Text to read:
This alert is directed to cases in which the Fixed Dollar Coverture Fraction is used. When using a Fixed Dollar Coverture Fraction the attorney representing the Titled-Spouse must be alert to the possibility that the Titled-Spouse could retire prior to his or her Normal Retirement Age. The timing of the Titled Spouse’s retirement is generally unknown at the time of divorce. The following discussion explains the need for special drafting to bar loss of entitlement by the Titled-Spouse.
Generally, use of the Fixed Dollar Coverture Fraction is supportive of the Titled-Spouse’s interests. Nevertheless, failure to insert into the Property Settlement Agreement language treating the trap discussed in this illustration will result in a significant reduction to the retirement benefit that would otherwise have been paid to the Titled Spouse.

Entries:
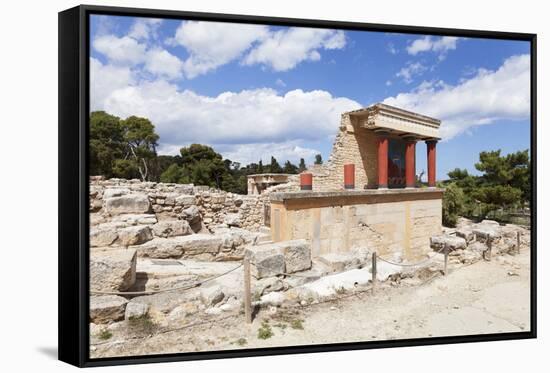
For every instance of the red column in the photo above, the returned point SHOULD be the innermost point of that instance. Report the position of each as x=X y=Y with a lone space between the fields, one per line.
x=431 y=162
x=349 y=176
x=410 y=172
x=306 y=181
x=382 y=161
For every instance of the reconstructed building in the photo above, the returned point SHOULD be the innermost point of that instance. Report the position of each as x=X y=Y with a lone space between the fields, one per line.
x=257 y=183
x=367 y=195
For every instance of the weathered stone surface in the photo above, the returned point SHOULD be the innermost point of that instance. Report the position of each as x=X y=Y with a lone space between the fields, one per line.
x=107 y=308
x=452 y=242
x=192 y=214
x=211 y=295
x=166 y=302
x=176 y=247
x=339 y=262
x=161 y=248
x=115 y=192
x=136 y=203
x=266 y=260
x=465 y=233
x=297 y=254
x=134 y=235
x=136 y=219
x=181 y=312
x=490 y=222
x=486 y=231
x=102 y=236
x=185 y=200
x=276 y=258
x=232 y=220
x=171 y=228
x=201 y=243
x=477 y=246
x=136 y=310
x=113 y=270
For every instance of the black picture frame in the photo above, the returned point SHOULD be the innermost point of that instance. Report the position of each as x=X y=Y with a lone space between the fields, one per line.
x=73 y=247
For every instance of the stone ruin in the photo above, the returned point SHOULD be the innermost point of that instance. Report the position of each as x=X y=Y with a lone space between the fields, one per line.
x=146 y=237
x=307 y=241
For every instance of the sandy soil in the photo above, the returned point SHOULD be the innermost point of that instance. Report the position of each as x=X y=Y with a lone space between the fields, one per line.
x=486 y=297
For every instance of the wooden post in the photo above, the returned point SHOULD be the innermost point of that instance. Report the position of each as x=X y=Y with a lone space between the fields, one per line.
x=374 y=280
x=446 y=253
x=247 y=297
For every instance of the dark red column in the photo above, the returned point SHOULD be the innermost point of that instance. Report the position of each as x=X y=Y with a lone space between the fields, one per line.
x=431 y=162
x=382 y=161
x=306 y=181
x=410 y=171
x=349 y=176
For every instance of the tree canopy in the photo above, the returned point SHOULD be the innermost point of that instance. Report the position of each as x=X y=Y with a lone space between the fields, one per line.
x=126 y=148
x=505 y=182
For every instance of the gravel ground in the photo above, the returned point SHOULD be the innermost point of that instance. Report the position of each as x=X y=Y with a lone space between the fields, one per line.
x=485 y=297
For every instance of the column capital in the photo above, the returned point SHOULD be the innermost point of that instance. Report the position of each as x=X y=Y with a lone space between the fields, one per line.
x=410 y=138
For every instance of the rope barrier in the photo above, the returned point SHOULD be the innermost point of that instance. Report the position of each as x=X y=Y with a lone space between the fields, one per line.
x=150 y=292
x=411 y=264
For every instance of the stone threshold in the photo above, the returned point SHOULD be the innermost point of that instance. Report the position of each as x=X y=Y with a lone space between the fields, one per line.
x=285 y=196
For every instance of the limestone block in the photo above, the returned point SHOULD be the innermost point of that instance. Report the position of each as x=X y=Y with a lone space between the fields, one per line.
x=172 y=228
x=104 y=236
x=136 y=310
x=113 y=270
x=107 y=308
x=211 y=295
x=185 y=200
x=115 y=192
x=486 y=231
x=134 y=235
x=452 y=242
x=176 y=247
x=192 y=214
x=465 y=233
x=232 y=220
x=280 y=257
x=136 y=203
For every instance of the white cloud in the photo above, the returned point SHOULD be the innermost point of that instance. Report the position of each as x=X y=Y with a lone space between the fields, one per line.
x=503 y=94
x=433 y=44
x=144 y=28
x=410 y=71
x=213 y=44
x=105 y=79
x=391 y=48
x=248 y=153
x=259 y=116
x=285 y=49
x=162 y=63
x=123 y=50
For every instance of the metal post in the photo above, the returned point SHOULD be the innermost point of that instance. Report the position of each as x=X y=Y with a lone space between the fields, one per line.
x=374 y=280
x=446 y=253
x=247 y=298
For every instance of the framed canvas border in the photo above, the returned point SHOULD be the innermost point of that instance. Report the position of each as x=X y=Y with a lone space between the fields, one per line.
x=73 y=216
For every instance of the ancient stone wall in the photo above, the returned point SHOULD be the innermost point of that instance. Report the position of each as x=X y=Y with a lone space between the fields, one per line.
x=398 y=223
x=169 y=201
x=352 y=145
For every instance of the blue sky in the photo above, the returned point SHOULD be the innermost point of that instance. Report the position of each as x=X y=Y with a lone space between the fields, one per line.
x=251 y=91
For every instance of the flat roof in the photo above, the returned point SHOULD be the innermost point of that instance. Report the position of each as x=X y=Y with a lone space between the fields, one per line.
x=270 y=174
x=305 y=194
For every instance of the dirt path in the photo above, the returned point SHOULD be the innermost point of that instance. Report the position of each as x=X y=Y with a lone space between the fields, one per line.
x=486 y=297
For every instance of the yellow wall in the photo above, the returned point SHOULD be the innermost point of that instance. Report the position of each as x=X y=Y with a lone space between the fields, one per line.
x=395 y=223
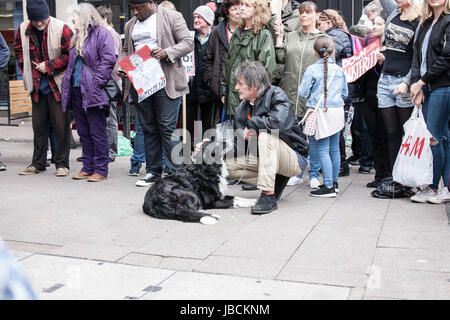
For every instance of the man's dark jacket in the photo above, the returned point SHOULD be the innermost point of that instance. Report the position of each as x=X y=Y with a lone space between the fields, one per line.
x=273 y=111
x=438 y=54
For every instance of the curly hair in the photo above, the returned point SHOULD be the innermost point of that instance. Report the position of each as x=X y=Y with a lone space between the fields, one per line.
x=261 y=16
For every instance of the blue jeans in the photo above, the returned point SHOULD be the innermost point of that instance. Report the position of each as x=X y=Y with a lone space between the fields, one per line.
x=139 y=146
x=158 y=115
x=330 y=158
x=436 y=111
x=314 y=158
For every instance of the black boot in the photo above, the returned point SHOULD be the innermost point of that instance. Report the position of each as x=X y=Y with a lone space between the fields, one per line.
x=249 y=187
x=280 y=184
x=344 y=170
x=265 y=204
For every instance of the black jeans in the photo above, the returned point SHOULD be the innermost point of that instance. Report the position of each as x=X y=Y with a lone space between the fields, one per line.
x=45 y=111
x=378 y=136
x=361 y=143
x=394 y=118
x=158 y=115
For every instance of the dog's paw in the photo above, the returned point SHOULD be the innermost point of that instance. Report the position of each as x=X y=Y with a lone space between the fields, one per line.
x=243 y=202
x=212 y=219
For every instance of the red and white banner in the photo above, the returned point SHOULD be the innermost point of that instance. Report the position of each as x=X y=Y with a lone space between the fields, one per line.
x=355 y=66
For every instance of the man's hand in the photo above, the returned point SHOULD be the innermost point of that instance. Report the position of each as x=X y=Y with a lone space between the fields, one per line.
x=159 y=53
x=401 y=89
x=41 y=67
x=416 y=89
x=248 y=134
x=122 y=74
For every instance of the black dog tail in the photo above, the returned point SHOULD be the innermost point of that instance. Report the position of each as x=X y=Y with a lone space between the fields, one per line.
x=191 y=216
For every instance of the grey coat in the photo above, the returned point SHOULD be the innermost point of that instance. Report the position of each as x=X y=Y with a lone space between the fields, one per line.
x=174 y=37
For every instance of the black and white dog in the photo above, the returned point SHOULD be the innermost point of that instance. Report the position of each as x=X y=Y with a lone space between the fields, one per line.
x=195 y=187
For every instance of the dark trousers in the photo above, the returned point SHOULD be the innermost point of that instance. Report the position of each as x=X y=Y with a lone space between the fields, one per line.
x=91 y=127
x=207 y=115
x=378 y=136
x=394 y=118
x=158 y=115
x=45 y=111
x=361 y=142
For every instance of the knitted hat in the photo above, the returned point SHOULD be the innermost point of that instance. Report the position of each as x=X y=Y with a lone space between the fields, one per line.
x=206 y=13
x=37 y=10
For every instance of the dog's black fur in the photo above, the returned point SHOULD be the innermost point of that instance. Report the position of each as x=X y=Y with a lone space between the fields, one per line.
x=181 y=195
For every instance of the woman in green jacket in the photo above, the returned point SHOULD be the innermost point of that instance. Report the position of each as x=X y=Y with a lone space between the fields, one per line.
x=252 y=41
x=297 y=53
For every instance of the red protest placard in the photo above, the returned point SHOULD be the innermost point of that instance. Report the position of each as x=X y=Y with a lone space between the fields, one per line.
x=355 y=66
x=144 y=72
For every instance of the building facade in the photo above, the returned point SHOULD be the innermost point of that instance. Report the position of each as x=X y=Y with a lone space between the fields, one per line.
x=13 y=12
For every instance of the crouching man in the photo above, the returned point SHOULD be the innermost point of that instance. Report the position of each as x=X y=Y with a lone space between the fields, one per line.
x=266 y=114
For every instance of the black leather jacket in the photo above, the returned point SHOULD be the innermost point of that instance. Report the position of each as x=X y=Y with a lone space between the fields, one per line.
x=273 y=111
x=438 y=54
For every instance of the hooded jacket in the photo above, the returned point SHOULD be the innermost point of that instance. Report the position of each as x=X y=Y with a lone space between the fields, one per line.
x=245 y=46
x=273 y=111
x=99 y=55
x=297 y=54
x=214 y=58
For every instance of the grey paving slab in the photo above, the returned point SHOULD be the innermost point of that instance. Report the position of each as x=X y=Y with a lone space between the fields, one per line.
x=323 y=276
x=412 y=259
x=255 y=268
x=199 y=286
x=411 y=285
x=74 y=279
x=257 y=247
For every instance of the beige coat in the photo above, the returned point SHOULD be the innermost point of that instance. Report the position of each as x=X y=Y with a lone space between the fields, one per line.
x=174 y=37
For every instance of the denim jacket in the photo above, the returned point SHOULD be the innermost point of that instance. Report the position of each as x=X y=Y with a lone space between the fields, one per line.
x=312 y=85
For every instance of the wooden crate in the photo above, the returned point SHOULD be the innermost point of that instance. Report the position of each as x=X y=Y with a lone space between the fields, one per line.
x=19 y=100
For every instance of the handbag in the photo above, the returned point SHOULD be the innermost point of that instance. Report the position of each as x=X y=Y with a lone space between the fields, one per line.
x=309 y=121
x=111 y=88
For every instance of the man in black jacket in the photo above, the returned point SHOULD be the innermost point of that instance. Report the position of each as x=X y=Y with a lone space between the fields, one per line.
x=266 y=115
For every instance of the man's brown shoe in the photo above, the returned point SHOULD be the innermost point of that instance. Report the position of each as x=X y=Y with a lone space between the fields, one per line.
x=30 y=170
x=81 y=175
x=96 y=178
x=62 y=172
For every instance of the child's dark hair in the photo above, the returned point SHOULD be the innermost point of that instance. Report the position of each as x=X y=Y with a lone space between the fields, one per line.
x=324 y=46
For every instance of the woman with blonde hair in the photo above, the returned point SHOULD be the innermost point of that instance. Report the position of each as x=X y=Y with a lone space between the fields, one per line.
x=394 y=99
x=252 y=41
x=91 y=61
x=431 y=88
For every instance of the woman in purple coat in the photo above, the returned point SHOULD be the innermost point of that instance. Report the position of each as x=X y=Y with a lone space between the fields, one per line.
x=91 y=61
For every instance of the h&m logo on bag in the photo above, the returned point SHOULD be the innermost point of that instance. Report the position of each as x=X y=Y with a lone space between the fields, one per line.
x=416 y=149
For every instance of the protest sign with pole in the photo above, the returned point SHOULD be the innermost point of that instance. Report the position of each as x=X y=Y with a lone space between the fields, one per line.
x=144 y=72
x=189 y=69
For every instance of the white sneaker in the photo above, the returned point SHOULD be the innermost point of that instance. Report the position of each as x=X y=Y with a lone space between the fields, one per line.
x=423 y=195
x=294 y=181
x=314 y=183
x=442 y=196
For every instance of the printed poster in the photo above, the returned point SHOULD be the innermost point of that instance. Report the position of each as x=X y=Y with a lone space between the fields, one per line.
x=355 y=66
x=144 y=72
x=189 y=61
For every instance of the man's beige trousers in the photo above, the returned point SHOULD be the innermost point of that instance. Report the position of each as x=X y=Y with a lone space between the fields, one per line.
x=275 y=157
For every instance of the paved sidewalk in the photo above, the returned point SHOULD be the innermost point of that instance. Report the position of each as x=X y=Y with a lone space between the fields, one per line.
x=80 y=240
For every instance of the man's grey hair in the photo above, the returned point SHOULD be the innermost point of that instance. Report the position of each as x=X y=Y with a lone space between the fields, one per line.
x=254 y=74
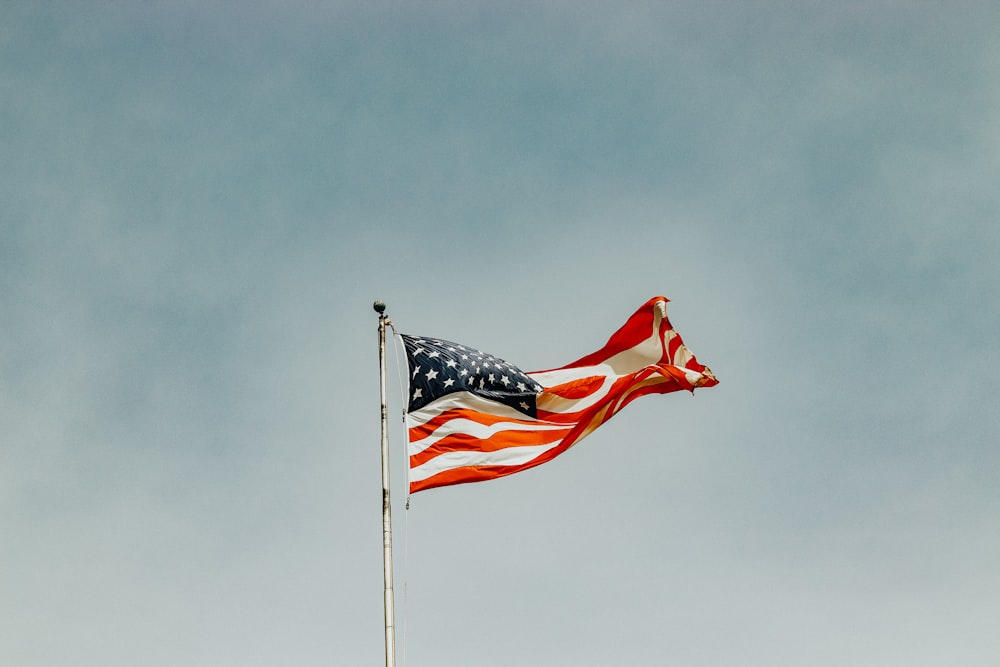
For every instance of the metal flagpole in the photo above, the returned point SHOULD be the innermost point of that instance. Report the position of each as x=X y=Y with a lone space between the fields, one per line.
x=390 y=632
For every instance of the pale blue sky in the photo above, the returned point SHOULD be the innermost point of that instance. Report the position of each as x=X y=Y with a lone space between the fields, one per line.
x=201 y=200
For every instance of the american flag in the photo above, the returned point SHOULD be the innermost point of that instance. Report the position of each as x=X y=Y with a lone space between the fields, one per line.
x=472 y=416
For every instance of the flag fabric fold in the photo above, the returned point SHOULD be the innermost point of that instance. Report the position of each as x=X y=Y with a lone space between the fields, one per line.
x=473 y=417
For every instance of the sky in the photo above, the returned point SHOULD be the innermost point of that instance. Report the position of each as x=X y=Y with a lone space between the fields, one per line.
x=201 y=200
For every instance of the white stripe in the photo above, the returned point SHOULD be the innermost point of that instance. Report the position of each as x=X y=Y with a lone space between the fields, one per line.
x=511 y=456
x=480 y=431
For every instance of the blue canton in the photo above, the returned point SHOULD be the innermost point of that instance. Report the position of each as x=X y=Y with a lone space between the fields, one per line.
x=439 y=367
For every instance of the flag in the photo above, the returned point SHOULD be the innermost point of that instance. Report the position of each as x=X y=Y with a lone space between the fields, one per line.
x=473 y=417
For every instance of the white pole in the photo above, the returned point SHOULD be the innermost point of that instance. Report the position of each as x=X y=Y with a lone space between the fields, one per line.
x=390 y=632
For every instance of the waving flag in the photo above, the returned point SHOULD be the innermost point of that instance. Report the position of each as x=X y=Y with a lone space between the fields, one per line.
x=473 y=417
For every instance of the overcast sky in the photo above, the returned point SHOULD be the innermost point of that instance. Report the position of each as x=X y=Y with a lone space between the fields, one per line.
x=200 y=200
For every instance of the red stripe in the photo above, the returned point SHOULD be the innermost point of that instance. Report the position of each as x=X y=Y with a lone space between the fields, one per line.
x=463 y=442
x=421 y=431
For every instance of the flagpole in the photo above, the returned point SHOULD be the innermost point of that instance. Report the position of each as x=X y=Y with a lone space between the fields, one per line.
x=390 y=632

Exercise tasks:
• A. Please rename "Fixed Dollar Coverture Fraction" to "Fixed Benefit Fraction" in the coverture fraction text and write out the passage between "This alert is" and "by the Titled-Spouse.", inclusive.
• B. In the coverture fraction text, what is generally unknown at the time of divorce?
• C. Translate this sentence from the coverture fraction text into Spanish: "Generally, use of the Fixed Dollar Coverture Fraction is supportive of the Titled-Spouse’s interests."
The items have no connection to the coverture fraction text.

In response:
• A.
This alert is directed to cases in which the Fixed Benefit Fraction is used. When using a Fixed Benefit Fraction the attorney representing the Titled-Spouse must be alert to the possibility that the Titled-Spouse could retire prior to his or her Normal Retirement Age. The timing of the Titled Spouse’s retirement is generally unknown at the time of divorce. The following discussion explains the need for special drafting to bar loss of entitlement by the Titled-Spouse.

• B. The timing of the Titled Spouse’s retirement.

• C. En general, el uso de la Fracción de Cobertura de Monto Fijo en Dólares favorece los intereses del cónyuge titular.